» **Request**
Reproduce the rows below word for word, starting at the line that contains "of the harness" and ending at the last row, with both included.

Image location labeling entries:
+++

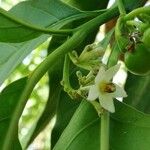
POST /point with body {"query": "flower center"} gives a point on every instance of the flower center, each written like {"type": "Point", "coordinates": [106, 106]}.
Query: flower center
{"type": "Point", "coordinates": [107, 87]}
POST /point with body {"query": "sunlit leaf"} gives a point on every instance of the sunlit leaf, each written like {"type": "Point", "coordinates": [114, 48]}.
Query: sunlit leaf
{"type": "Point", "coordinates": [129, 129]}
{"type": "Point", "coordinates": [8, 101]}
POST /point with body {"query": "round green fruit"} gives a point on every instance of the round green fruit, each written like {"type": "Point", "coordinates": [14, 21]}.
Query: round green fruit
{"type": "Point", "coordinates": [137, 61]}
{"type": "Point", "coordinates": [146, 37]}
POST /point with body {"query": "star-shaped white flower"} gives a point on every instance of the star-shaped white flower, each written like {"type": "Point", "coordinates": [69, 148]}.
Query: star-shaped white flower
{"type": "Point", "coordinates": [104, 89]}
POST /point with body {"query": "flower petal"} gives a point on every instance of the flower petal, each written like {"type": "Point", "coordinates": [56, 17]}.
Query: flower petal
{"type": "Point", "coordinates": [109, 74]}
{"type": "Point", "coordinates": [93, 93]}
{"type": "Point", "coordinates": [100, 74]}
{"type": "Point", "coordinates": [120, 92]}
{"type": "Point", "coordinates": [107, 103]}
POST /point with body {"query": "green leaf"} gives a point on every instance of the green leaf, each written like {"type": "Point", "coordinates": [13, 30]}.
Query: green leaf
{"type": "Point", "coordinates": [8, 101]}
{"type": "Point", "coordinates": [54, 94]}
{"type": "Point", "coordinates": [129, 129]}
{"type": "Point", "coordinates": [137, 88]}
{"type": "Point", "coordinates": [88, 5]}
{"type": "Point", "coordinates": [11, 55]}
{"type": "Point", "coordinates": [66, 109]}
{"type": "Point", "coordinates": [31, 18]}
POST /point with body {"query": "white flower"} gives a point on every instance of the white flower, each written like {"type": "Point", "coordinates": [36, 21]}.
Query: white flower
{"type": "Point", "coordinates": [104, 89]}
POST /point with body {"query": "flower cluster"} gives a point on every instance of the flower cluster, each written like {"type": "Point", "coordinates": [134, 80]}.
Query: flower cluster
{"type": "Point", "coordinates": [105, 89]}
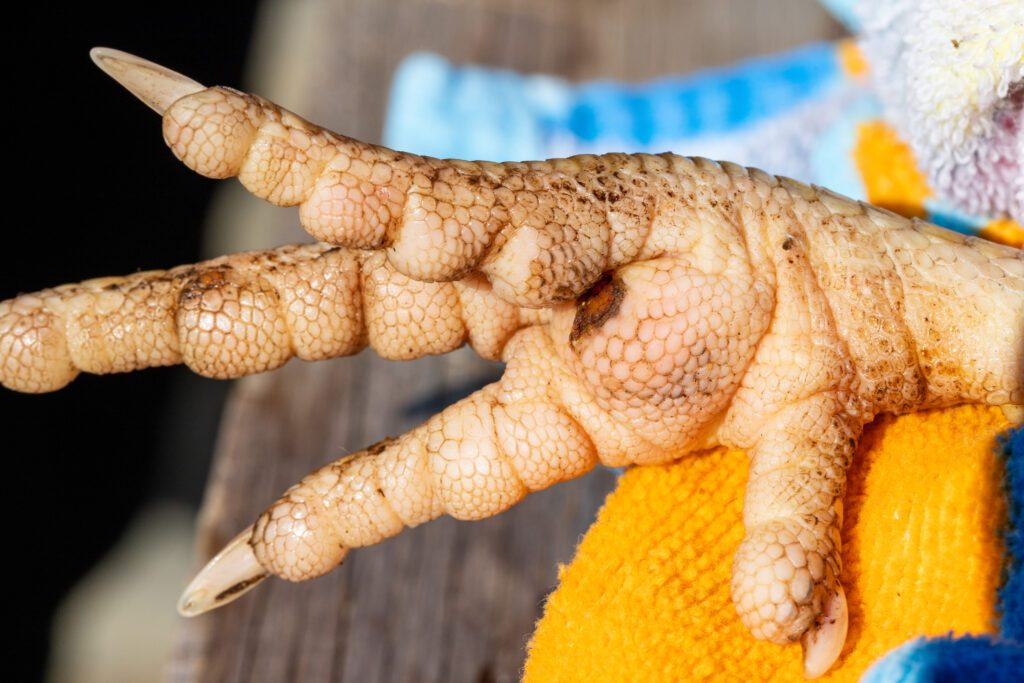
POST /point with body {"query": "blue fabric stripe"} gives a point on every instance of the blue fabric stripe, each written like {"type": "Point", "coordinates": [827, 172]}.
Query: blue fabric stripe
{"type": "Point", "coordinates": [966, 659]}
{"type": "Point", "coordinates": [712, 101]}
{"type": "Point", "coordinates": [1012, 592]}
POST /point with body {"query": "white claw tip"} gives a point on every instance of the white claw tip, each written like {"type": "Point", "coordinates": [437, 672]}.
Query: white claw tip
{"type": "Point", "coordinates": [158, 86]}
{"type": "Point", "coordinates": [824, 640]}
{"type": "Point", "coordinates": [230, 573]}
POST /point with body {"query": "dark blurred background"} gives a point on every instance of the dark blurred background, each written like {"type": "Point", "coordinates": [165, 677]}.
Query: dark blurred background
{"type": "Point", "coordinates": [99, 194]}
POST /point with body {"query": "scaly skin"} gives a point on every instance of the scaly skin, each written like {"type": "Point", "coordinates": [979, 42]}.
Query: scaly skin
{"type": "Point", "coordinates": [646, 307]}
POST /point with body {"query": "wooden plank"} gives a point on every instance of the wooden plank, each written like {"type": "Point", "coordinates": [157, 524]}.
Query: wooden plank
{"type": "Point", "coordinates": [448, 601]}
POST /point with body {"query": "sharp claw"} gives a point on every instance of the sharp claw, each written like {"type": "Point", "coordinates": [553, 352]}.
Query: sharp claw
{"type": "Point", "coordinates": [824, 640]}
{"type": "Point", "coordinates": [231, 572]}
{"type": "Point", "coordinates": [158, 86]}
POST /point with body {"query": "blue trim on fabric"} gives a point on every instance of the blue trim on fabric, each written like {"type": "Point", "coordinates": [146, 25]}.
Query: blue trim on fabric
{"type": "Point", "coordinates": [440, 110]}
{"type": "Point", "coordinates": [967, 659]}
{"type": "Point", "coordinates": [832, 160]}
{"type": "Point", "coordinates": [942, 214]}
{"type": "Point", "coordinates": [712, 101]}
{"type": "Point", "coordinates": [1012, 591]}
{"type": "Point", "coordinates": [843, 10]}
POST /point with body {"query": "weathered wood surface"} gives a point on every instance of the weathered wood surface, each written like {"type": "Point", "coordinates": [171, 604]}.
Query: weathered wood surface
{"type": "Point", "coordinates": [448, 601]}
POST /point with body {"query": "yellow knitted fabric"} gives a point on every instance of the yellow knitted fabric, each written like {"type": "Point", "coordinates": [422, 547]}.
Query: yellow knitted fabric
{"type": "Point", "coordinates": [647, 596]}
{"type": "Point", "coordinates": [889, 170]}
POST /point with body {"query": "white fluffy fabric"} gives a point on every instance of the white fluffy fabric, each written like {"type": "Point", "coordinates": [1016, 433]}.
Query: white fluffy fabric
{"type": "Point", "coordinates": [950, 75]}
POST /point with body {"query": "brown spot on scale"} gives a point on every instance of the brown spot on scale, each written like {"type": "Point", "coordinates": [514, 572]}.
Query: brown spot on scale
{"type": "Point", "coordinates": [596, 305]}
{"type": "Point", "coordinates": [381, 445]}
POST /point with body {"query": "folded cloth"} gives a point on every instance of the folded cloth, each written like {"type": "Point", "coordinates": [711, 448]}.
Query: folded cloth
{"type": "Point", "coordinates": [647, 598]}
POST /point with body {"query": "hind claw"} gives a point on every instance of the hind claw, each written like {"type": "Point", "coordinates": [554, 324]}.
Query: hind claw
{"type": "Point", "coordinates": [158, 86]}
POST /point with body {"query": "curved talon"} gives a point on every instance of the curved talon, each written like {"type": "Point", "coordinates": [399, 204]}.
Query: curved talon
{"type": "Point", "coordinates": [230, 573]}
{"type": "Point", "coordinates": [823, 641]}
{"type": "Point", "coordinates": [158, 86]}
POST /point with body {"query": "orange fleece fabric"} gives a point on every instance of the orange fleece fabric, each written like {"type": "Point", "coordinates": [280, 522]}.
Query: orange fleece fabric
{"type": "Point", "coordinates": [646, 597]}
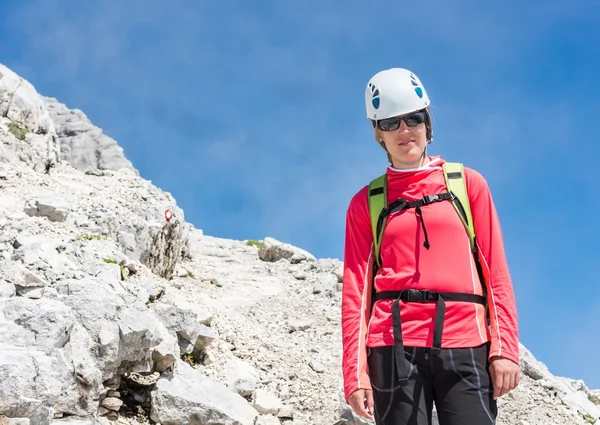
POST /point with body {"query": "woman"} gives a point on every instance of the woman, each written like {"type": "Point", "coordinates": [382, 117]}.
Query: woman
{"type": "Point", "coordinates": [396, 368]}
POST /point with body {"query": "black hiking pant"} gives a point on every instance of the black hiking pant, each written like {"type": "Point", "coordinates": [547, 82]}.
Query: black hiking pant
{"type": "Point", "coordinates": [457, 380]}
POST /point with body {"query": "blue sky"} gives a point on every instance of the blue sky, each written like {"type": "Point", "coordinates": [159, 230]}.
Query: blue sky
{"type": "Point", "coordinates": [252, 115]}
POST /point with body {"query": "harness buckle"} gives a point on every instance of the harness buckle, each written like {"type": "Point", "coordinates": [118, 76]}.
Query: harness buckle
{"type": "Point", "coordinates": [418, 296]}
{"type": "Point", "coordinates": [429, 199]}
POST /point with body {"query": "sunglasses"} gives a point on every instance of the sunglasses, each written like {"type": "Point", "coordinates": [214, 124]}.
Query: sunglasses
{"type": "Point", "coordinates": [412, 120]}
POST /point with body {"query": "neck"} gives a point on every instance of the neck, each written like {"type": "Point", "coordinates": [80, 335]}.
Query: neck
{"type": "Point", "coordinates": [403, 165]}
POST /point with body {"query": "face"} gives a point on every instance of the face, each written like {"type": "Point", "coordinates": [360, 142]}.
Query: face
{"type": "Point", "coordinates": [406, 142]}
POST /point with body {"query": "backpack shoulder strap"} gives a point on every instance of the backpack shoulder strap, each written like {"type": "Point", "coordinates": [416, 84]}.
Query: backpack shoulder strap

+++

» **In response**
POST /point with body {"query": "harness buckle"} gives a point on every instance of the harness buckle, each written like {"type": "Point", "coordinates": [118, 76]}.
Query: harness buckle
{"type": "Point", "coordinates": [418, 296]}
{"type": "Point", "coordinates": [429, 199]}
POST /point with body {"query": "sunglasses"} gives a point on every instance of the sunglasses, each written like {"type": "Point", "coordinates": [214, 124]}.
Query: sunglasses
{"type": "Point", "coordinates": [412, 120]}
POST /point with body {"query": "neck"} gives a point on every instance of the neck, each written like {"type": "Point", "coordinates": [80, 335]}.
Query: neck
{"type": "Point", "coordinates": [403, 165]}
POST /point with body {"query": "face"} gives a point on every instance of the face, each written like {"type": "Point", "coordinates": [360, 142]}.
Query: face
{"type": "Point", "coordinates": [406, 142]}
POST /point with body {"query": "backpack shoulder strap"} gives a point on every instance of the backpack shoulder strap, each written like {"type": "Point", "coordinates": [416, 84]}.
Query: backpack shoulder strap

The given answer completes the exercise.